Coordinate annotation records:
--- Start ---
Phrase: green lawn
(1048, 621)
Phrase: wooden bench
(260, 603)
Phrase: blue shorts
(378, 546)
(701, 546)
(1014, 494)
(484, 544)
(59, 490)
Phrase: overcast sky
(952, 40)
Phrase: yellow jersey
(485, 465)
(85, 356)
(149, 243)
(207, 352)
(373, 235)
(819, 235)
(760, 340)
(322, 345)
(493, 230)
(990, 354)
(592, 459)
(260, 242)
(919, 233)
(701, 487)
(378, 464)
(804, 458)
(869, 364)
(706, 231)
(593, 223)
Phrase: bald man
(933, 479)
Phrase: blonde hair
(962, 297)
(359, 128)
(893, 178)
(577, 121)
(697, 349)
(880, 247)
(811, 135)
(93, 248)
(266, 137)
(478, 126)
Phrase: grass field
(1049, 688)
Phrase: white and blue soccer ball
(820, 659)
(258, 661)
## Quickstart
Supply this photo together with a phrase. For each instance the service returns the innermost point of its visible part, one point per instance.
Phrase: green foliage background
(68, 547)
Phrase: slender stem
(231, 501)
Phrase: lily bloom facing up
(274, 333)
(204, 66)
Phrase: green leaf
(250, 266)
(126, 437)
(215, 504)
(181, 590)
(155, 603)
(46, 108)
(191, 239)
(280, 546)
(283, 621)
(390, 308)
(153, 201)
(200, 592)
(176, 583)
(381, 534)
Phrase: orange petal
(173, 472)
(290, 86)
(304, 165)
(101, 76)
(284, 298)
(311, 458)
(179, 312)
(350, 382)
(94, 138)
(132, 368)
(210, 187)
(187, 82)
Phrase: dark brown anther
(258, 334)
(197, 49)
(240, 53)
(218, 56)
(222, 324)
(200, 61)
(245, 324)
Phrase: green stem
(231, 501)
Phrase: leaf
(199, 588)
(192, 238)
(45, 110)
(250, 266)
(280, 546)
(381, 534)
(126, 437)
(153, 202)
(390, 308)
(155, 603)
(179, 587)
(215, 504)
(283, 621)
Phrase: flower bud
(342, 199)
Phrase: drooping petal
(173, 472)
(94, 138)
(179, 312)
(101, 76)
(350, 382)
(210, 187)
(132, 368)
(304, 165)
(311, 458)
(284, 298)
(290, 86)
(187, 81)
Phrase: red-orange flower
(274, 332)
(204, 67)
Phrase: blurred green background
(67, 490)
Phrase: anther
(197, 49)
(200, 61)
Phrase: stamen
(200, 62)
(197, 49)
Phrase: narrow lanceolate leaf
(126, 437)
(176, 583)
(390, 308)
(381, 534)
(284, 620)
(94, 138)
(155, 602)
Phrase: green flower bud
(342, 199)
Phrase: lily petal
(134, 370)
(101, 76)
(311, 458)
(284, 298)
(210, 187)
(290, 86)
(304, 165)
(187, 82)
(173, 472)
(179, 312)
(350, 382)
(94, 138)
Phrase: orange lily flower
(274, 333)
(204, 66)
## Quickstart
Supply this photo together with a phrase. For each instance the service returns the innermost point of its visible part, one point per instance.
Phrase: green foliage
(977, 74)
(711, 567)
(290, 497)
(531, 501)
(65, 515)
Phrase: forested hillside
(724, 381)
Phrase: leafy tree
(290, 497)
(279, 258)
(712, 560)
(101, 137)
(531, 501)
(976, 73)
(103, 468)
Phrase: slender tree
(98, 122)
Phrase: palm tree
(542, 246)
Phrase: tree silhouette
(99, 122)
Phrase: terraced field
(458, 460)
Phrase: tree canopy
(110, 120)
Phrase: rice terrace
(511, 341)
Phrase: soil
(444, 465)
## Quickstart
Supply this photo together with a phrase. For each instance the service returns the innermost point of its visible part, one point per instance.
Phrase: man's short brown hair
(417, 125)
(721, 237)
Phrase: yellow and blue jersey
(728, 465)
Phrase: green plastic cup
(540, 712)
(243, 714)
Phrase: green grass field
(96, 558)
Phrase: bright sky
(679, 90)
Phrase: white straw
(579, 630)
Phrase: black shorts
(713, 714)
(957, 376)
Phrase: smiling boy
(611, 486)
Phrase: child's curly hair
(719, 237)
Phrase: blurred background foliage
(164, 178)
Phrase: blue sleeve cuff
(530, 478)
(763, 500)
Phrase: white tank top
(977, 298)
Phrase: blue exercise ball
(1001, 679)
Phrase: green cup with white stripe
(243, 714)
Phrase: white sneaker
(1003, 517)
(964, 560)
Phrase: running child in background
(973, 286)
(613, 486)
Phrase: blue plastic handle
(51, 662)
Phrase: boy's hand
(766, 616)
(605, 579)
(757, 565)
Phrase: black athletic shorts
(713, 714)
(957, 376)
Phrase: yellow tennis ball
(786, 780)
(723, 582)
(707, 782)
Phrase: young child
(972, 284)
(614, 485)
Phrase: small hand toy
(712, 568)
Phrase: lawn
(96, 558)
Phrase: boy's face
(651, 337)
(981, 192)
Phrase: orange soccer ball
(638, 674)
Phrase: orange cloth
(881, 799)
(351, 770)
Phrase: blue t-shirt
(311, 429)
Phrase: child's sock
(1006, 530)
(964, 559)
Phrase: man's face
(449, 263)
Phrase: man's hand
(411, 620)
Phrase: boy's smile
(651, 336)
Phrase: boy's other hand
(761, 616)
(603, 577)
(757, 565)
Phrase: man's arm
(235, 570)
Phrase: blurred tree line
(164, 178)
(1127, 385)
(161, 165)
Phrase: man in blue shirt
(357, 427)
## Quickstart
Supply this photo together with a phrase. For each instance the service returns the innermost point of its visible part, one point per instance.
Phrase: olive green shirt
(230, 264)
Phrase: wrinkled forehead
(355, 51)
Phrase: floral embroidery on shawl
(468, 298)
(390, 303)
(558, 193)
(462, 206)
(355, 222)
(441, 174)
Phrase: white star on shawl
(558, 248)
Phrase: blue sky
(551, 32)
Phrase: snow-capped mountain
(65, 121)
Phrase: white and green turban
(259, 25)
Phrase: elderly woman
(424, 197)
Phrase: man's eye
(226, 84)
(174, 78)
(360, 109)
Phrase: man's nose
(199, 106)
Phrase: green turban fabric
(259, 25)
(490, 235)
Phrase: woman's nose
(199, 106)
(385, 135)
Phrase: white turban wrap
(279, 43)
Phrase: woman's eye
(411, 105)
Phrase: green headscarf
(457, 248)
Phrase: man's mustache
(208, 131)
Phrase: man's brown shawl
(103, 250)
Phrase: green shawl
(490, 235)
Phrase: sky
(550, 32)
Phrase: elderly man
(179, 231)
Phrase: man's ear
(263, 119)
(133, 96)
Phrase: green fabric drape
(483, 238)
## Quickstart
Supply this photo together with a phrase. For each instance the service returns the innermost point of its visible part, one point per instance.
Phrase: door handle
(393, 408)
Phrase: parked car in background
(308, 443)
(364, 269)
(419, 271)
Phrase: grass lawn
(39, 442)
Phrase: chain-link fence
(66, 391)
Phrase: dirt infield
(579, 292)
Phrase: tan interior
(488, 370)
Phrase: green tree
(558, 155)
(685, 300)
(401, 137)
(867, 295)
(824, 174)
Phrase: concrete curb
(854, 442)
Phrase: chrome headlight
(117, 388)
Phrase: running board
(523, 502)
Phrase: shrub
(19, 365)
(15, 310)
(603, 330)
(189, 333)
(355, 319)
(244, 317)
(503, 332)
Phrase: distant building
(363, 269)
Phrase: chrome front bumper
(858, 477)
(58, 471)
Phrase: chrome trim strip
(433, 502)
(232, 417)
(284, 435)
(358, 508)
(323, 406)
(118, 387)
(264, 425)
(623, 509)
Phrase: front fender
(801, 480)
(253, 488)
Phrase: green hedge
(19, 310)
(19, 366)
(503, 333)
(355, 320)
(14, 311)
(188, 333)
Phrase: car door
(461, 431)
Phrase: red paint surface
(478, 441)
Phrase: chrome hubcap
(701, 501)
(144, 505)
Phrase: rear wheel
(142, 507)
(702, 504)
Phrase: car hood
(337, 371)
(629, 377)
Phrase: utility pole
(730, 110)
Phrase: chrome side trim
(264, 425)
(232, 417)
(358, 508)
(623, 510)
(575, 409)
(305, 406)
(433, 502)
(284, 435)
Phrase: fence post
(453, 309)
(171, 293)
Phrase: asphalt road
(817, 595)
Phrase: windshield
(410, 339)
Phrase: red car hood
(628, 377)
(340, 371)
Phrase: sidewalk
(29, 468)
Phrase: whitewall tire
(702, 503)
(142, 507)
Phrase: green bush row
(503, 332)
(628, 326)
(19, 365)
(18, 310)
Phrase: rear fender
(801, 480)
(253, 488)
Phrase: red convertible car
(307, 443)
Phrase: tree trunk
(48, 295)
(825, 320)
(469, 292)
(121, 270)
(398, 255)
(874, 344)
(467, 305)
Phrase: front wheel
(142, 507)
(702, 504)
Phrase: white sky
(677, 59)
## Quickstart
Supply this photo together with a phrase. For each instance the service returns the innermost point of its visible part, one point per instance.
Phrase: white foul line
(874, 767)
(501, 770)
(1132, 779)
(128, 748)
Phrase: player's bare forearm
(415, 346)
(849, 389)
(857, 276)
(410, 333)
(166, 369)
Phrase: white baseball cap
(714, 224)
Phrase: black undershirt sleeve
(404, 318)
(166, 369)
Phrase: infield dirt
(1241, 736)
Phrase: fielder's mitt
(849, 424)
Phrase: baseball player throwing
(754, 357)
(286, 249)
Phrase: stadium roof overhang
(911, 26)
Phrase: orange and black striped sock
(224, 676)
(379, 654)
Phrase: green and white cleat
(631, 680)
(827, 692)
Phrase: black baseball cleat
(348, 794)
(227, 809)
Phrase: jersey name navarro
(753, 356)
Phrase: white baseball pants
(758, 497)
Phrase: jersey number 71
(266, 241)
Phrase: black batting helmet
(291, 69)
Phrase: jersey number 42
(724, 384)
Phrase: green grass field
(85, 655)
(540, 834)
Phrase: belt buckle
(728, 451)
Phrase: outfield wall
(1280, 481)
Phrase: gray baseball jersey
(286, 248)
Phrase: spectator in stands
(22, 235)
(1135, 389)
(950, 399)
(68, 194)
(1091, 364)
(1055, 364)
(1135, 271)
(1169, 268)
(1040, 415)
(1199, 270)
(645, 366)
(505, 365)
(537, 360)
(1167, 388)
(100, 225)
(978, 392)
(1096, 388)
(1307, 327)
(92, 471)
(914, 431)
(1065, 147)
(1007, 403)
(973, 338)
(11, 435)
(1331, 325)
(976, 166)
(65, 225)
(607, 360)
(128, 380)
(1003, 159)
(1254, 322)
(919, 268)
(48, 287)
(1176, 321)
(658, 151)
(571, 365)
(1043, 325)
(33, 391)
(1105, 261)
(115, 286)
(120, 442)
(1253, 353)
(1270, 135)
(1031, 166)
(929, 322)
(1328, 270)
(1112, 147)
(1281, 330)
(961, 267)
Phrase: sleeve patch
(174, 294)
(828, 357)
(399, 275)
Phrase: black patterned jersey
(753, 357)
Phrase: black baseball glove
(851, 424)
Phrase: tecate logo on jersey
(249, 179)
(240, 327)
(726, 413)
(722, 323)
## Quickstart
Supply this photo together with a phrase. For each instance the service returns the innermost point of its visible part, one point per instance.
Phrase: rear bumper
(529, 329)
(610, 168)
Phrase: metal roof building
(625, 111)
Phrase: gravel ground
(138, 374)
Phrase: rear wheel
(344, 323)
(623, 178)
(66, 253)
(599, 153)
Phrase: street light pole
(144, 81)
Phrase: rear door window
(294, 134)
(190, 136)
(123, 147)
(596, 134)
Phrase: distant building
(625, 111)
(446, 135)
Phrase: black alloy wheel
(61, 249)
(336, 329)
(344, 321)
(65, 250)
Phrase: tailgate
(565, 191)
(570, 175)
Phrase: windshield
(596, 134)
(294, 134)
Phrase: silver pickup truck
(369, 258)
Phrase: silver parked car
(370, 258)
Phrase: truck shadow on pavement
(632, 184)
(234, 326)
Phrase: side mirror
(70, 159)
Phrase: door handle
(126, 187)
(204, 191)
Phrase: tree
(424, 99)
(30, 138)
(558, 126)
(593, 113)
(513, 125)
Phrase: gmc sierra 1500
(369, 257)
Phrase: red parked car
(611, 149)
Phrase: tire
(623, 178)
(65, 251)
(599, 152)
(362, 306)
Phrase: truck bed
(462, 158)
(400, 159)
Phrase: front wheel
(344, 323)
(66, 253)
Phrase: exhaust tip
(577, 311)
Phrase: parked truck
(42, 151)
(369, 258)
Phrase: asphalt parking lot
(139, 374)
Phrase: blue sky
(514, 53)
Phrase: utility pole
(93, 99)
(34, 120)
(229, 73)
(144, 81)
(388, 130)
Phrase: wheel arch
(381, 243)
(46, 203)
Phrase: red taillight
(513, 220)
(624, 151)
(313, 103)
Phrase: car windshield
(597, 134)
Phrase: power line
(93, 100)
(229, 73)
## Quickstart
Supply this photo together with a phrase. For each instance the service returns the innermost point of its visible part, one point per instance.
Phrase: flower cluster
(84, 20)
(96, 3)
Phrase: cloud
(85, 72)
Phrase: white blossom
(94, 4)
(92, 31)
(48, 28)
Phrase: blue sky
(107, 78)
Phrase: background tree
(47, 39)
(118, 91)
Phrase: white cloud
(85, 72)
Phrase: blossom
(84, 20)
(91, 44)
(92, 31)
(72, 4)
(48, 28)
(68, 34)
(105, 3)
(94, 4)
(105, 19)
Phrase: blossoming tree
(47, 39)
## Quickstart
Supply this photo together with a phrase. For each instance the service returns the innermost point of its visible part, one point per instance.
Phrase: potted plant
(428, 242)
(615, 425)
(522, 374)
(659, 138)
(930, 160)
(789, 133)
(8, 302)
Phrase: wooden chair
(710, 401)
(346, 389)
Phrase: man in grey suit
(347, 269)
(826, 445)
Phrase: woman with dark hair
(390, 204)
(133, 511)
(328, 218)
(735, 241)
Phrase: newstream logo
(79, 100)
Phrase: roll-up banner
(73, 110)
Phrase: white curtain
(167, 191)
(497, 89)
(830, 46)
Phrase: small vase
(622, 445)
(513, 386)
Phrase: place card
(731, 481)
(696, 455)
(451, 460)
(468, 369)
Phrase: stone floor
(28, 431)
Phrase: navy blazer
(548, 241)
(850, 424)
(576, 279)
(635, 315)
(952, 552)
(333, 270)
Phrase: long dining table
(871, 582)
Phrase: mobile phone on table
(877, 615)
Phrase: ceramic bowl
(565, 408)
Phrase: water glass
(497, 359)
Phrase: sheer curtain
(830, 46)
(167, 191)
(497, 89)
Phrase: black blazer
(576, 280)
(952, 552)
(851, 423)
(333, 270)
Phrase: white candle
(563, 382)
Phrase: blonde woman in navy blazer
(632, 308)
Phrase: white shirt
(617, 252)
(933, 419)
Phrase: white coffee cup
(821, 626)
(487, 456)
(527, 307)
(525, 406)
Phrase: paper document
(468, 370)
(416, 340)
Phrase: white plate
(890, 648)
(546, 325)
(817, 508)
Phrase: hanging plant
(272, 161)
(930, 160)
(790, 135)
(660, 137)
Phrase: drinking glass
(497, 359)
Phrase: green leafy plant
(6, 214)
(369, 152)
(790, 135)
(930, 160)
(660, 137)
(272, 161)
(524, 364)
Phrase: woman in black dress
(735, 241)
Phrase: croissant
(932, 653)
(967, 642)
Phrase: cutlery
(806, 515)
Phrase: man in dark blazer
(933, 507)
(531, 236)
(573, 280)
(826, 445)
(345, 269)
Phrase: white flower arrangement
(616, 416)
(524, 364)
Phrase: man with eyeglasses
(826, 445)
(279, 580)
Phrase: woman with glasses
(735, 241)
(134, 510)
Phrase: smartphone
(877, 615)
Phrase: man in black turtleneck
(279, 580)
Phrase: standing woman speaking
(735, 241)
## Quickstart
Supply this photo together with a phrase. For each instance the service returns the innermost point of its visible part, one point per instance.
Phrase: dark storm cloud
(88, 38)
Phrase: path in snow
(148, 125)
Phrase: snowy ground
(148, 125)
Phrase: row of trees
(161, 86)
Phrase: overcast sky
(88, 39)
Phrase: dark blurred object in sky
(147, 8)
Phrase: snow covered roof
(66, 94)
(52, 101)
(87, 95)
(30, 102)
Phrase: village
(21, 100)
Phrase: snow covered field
--- End ---
Write out the lines above, starting at the line that contains "Phrase: drinking glass" and ending with the final line, and nothing else; copy them exactly.

● **TASK RESULT**:
Phrase: drinking glass
(497, 359)
Phrase: green leafy plant
(6, 214)
(369, 152)
(790, 135)
(930, 160)
(660, 137)
(272, 161)
(524, 364)
Phrase: woman in black dress
(735, 241)
Phrase: croissant
(932, 653)
(967, 642)
Phrase: cutlery
(806, 515)
Phrase: man in dark blazer
(933, 507)
(531, 236)
(573, 280)
(826, 445)
(345, 269)
Phrase: white flower arrangement
(616, 416)
(524, 364)
Phrase: man with eyeglasses
(826, 445)
(279, 580)
Phrase: woman with glasses
(735, 241)
(134, 510)
Phrase: smartphone
(877, 615)
Phrase: man in black turtleneck
(279, 580)
Phrase: standing woman speaking
(735, 241)
## Quickstart
Supply this photo together with a phrase. For each instance the service returns the innermost point of its visible part, one point per instance.
Phrase: dark storm cloud
(88, 38)
Phrase: path in snow
(148, 125)
Phrase: snowy ground
(148, 125)
Phrase: row of trees
(161, 86)
Phrase: overcast sky
(88, 39)
Phrase: dark blurred object in sky
(147, 8)
Phrase: snow covered roof
(66, 94)
(52, 101)
(87, 95)
(30, 102)
Phrase: village
(21, 100)
Phrase: snow covered field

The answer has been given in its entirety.